(Point-per-instance localization data)

---

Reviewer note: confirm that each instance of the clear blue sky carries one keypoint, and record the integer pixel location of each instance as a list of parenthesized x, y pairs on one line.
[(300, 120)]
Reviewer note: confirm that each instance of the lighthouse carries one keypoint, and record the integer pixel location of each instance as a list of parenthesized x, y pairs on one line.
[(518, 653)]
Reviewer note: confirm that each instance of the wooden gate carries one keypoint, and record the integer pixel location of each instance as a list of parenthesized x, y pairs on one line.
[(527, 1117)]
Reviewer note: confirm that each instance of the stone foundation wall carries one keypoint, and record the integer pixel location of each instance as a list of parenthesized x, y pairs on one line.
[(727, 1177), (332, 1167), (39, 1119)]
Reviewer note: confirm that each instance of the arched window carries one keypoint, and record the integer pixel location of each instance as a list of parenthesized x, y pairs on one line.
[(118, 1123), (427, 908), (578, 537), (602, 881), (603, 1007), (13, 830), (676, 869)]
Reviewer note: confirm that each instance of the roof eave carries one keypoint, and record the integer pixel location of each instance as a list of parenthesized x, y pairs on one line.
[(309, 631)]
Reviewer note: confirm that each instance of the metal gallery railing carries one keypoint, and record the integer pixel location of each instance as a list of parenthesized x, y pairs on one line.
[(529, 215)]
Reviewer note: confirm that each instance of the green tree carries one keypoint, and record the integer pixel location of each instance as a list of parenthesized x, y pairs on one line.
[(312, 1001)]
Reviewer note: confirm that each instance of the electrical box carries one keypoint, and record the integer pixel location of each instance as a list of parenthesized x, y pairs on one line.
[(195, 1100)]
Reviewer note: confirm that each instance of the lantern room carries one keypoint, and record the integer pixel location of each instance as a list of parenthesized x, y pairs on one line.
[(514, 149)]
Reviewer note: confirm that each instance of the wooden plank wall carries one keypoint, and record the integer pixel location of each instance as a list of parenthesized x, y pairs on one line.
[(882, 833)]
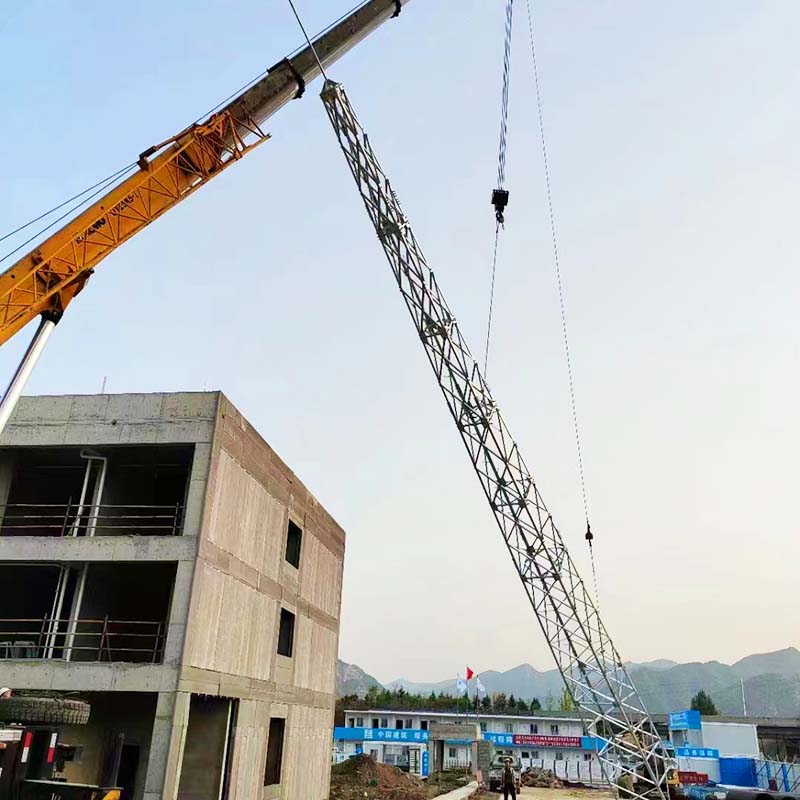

---

Assignment → Every line above needs to be written out again as it stands. Pictures do not belong in the copy.

Output of the task →
Reviewer note: confirm that each instance of the clear blue sky carries one keypoint, and record the integer pixel location of each instance as a list of parenthesized x, y pairs on one line.
[(300, 120)]
Reviewer note: confirm that each instance of the lighthouse carries one keypoint, and record the integer pixel location of each instance as a list of parenthesized x, y pairs on one line.
[(518, 653)]
Reviewer note: confirm that each instance of the wooden gate carries one keypoint, and record the integer pixel location of each instance as a list of parenthesized x, y pairs on one line.
[(527, 1117)]
Reviewer note: confirm that each instance of the stone foundation wall carries one keypoint, and record the integer pixel location of each instance as a list of parenthesized x, y pairs on one line.
[(727, 1177), (332, 1167), (39, 1119)]
Reviewer note: confirm that each instance of the arched window carries one keypoint, and record the integer pixel location of each instance as a list of parenthesized x, y pairs on one line.
[(118, 1123), (427, 908), (578, 537), (602, 881), (603, 1007), (13, 830), (676, 869)]
Reviewer note: confirm that each instance of the roof eave carries one keypoint, and record the integer pixel location of each instance as a list of parenthesized x, y pairs on one line.
[(309, 631)]
Reviewer note: confirm that each instance of the metal gallery railing carries one keypoint, and record the integer pixel location of each instance as a list of parenthesized x, y pairs on one line.
[(529, 215)]
Reviewer note: confirm that each instance of the green tree carries one keypoint, and record the integer pixel location of each instance as a list of parenthesized x, y pairs on one line.
[(312, 1001)]
Reviewer note: confirm that each instance of the electrical box carries one keypoint, and record the integer pixel location of each instance as a list of parenthesized x, y pairs on one line.
[(195, 1100)]
Reviewer note: confirm that each instance of the lantern room carries one keypoint, and record the integer pixel location of each instance as a list of parenthesized x, y pairs on one line.
[(514, 149)]
Reviewer note: confirm that each instance of the wooden plank wall carries one keypoint, and record the integer pixel location of each instance as a list of parenthesized x, y pairs on one line.
[(882, 833)]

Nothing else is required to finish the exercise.